One very helpful component of the Java standard library is the extensive Java Collections Framework 18 that provides implementations of many commonly used data structures. Some of them we have already discussed in Chapter 5. In this section, we only give a very high-level overview and leave out many fine-grained details that the avid reader can obtain from the official documentation.
The collections framework is organized as a class hierarchy that provides interfaces for many common abstract data types and several implementations of them. The top interface is called Collection<T> 19 which essentially stands for a multi-set, i.e. something similar to a set except for the fact that elements can appear multiple times in it. It is different from a list in that elements are not ordered. A collection provides, among other things, the following operations: add, remove, (check if it) contains (an element), size, iterate (over all elements):
interface Collection<E> {
boolean add(E elem); // Ensure that the collection
// contains element after call
boolean remove(E elem); // Remove a single instance of
// element if coll contains it
void clear(); // Remove all elements
int size(); // Get size
Iterator<E> iterator(); // Get an iterator
// more methods ...
}
From the base interface collection, more detailed interfaces and classes are derived: lists, sets, queues, deques (double-ended queues). Queues are data structures where elements can be added to and removed from. Depending on the kind of queue this happens in a first-in last-out style similar to a list or according to a completely different policy as in priority queues. We will not go into further detail about queues here. In this text, we focus on lists and sets because we have already discussed some of them. We have discussed array lists in Subsection 5.1.1 and doubly-linked lists in Subsection 5.1.3. The Java implementation follows our discussion quite closely. The tree sets are self-balancing binary search trees and hash sets are based on the techniques discussed in Section 5.3.
Lists 20 extend collections by imposing an order on the inserted elements. Adding will append to the list, removing will remove the first instance of the list. Additionally, one can also obtain the i-th element of a list.
interface List<E> implements Collection<E> {
E get(int index);
// more methods ...
}
Sets 21 don't add any new relevant methods but enforce “set semantics” most importantly that adding an element that is already contained a second time does not change the set. Furthermore, there is also no get(int index); method because sets are not ordered. 22
Subsection8.9.1Maps
A map assigns elements from one set, so-called keys, an element from another set, called the value set. Similar to mathematical maps, each key can be assigned to at most one value. Sets can be seen as a special case of maps where the value set is a singleton set (containing only one element).
In the Java collection framework, maps are no collections but form a class hierarchy of their own with the interface Map<K, V> at its top.
interface Map<K, V> {
V put(K key, V value); // Associate key with val
// Return old association or null
boolean remove(K key); // Remove association from key
int size(); // Number of keys in map
V get(K key); // Get value for key or null
boolean containsKey(K key); // check if there's an assoc for key
}
Subsection8.9.2Hash Sets
We discuss data structures and algorithms for hashing in Section 5.3. Here, we discuss specific details that are relevant to use the hash sets and maps in the Java collection framework.

================================

_WHAT YOU SHOULD DO:_
Carry on the Java Collections Framework text from the point after its final sentence, which introduces the details relevant to using hash sets and maps.

================================

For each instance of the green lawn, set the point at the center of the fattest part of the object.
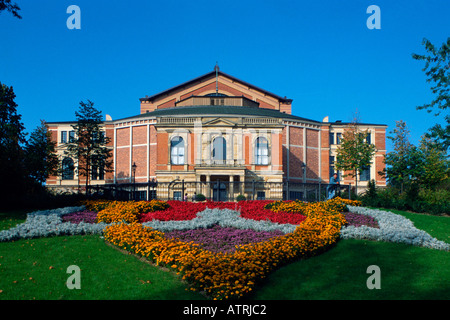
(37, 269)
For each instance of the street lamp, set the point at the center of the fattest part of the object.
(133, 167)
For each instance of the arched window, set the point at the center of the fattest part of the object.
(219, 150)
(67, 169)
(177, 150)
(262, 151)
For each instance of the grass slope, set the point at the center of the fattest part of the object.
(37, 269)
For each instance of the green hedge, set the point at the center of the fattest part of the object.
(417, 200)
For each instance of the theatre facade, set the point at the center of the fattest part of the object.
(222, 137)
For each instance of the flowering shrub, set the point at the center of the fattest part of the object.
(127, 211)
(79, 216)
(222, 239)
(229, 275)
(180, 210)
(47, 223)
(224, 217)
(392, 228)
(358, 220)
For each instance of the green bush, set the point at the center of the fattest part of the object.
(200, 197)
(414, 199)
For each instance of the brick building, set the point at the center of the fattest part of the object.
(217, 128)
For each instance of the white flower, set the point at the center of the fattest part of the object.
(393, 228)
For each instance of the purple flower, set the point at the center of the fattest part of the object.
(357, 220)
(77, 217)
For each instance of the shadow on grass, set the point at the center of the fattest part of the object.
(407, 272)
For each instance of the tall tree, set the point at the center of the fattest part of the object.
(400, 162)
(89, 145)
(12, 138)
(354, 154)
(437, 70)
(40, 155)
(435, 167)
(11, 7)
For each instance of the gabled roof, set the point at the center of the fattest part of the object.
(219, 111)
(210, 75)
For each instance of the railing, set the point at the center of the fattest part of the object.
(221, 163)
(218, 190)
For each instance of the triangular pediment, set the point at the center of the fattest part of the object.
(219, 122)
(215, 83)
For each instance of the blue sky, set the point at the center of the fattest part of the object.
(318, 53)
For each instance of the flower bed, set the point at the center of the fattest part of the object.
(179, 210)
(358, 220)
(224, 249)
(392, 228)
(222, 239)
(230, 275)
(80, 216)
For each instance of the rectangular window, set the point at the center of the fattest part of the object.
(152, 194)
(141, 195)
(331, 138)
(331, 166)
(71, 136)
(295, 195)
(365, 174)
(369, 138)
(177, 195)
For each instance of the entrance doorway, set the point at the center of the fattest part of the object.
(220, 192)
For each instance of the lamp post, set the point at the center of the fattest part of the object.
(133, 167)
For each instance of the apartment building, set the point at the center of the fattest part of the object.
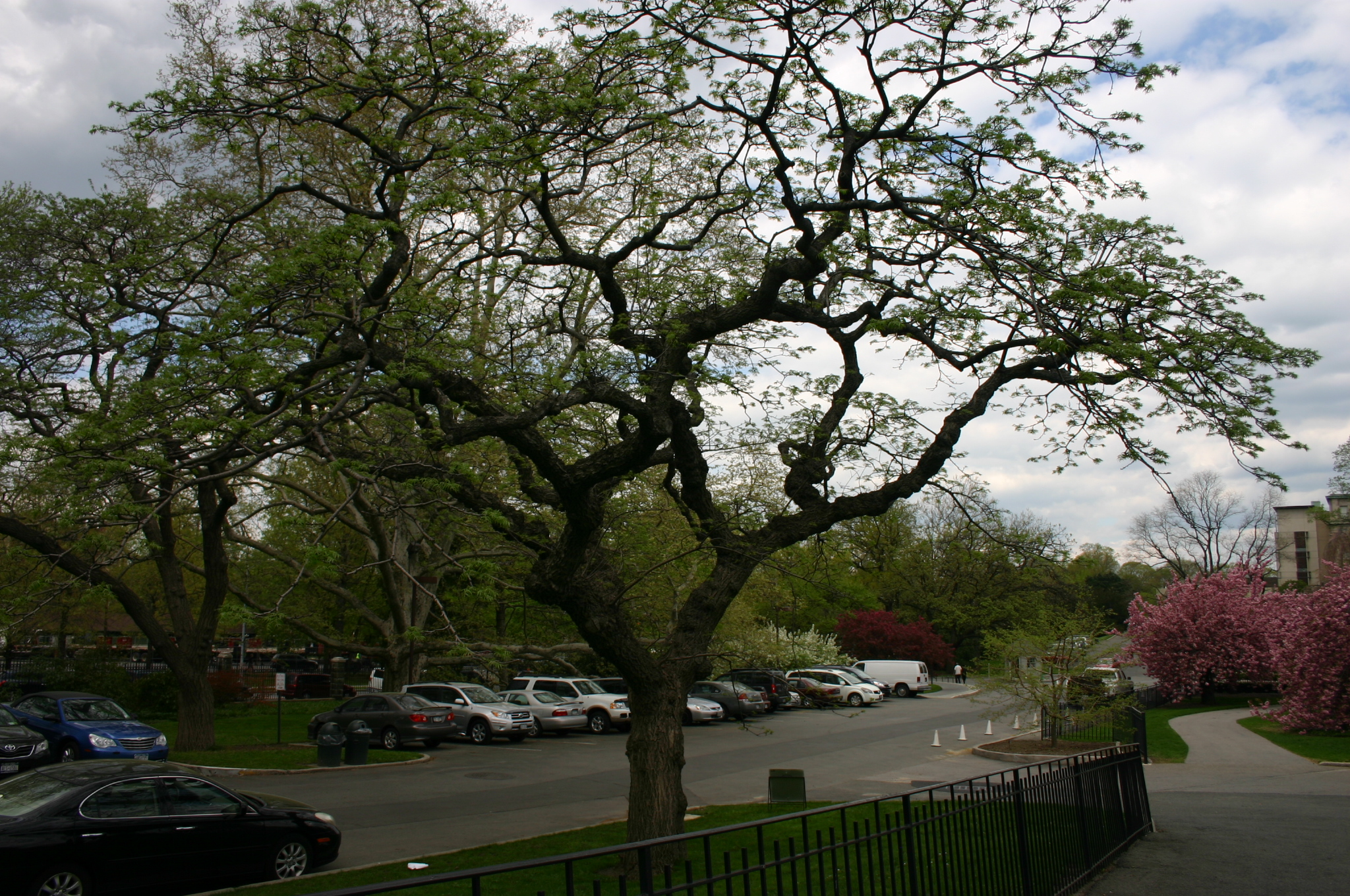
(1310, 535)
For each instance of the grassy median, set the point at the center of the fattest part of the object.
(1322, 748)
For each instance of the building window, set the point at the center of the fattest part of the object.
(1301, 556)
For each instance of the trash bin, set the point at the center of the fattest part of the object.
(786, 786)
(358, 742)
(330, 744)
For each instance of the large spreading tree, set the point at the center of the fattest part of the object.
(604, 261)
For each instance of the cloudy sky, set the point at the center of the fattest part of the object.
(1248, 153)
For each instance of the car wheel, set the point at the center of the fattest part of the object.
(291, 861)
(63, 882)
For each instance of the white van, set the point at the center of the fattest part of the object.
(905, 678)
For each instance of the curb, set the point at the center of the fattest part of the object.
(216, 771)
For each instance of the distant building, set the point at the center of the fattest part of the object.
(1308, 536)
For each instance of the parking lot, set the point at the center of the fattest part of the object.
(471, 795)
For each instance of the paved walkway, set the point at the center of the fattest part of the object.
(1241, 817)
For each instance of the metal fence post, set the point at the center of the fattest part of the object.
(1024, 845)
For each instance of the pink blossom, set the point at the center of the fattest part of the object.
(1204, 632)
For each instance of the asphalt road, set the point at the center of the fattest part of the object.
(473, 795)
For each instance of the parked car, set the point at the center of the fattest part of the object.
(20, 748)
(905, 678)
(551, 713)
(738, 701)
(604, 709)
(814, 694)
(395, 718)
(479, 713)
(701, 710)
(862, 677)
(771, 683)
(852, 690)
(129, 825)
(86, 726)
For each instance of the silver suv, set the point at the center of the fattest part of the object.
(480, 714)
(604, 710)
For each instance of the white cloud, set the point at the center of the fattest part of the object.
(1247, 154)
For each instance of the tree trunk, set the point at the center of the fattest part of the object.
(196, 709)
(655, 763)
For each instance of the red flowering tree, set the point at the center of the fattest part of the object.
(1311, 650)
(877, 634)
(1204, 632)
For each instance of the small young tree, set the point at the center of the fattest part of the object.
(1311, 651)
(1204, 632)
(879, 634)
(1034, 668)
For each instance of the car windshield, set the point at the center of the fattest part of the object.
(26, 793)
(94, 712)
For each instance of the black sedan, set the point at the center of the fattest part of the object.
(126, 825)
(393, 718)
(20, 748)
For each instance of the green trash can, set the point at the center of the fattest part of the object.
(330, 745)
(786, 786)
(358, 742)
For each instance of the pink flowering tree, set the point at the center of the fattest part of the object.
(1204, 632)
(1311, 650)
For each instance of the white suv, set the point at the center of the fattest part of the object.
(604, 710)
(852, 691)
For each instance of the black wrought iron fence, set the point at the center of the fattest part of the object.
(1033, 830)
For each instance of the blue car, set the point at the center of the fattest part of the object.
(87, 726)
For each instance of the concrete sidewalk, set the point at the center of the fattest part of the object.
(1241, 817)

================================

_ANSWER TO THE EXERCISE:_
When adding an object o to a hash table (either a set or a map), Java invokes o.hashCode() (which is defined in Object) to compute the hash code for the object. Since Java collections also use equals when searching for an entry in a collection, equals and hashCode have to be consistent in the following way:
Definition8.9.2.hashCode Consistency.
Assume that q and p are both objects of a class \(T\text{.}\) Then, whenever p.equals(q) == true it must hold that p.hashCode() == q.hashCode().
Note that the opposite is in general not always true since it would imply that \(T\) is isomorphic to int.
As a rule of thumb, you should, whenever you want to override equals or hashCode also override the other and check that both are consistent with respect to Definition 8.9.2.
To understand why it is important to maintain hashCode consistency, consider this class which violates hashCode consistency:
public class Fraction {
private int numerator, denominator;
public boolean equals(Object o) {
if (! (o instanceof Fraction))
return false;
Fraction f = (Fraction) o;
return this.numerator * f.denominator
== f.numerator * this.denominator;
}
public int hashCode() { return this.numerator; }
}
The two fractions \(1/2\) and \(2/4\) are clearly equal according to the implementation of equal in Fraction. However, in each hash table longer than 2, they end up in different buckets which has the effect that after inserting \(1/2\text{,}\)contains(new Fraction(2, 4)) will return false.
Subsection8.9.3Iteration
One aspect that is particularly noteworthy about collections is iteration. Each collection can create iterators which are objects that capture the state of an iteration over all elements in a collection. Based on the particular collection (e.g. list, set, etc.) the order of iteration is defined or not. An iterator 23 provides three main methods:
interface Iterator<E> {
boolean hasNext(); // check, if the iterator is valid
E next(); // if valid, return current element
// and proceed to next
void remove(); // if valid, remove current element
// and proceed to next
}
For example, the iterator of an array list could look like this:
public class ArrayList<E> implements List<E> {
private E[] elements;
private int size;
// ...
public Iterator<E> iterator() {
return new Iterator() {
private int i = 0;
public E next() {
return elements[i++];
}
boolean hasNext() {
return i < size;
}
// ...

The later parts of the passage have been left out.